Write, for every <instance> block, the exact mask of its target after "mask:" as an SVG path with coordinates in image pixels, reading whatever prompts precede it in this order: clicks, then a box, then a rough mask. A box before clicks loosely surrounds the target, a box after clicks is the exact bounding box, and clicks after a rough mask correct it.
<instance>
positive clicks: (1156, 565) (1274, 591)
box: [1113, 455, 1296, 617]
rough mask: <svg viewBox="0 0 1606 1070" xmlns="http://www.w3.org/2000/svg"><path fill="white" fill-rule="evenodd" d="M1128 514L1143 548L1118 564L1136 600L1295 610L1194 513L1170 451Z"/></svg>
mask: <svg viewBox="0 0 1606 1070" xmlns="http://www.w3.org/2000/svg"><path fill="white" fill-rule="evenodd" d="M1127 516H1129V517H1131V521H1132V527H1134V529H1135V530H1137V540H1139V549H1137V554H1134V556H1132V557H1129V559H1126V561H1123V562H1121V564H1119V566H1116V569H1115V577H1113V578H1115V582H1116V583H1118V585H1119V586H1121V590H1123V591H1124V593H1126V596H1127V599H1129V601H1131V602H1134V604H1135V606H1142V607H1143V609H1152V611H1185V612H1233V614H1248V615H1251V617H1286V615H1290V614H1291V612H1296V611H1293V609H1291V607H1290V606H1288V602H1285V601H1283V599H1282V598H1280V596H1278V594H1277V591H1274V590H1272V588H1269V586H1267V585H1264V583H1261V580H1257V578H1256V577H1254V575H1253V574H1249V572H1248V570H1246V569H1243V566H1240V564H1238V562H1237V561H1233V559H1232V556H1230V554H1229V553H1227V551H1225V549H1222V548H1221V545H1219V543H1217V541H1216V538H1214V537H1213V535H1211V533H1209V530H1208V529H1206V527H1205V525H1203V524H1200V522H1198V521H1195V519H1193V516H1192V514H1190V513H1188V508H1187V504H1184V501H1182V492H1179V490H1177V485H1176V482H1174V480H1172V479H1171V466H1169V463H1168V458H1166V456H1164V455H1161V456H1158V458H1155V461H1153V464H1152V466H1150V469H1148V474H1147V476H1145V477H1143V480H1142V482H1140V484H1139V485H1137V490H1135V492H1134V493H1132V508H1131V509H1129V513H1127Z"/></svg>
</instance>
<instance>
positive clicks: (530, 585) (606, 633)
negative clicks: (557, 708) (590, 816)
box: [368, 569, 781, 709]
--------------------------------
:: Required work ::
Determine the number of lines in the entries that hold "positive". Reply with that number only.

:: Task output ::
2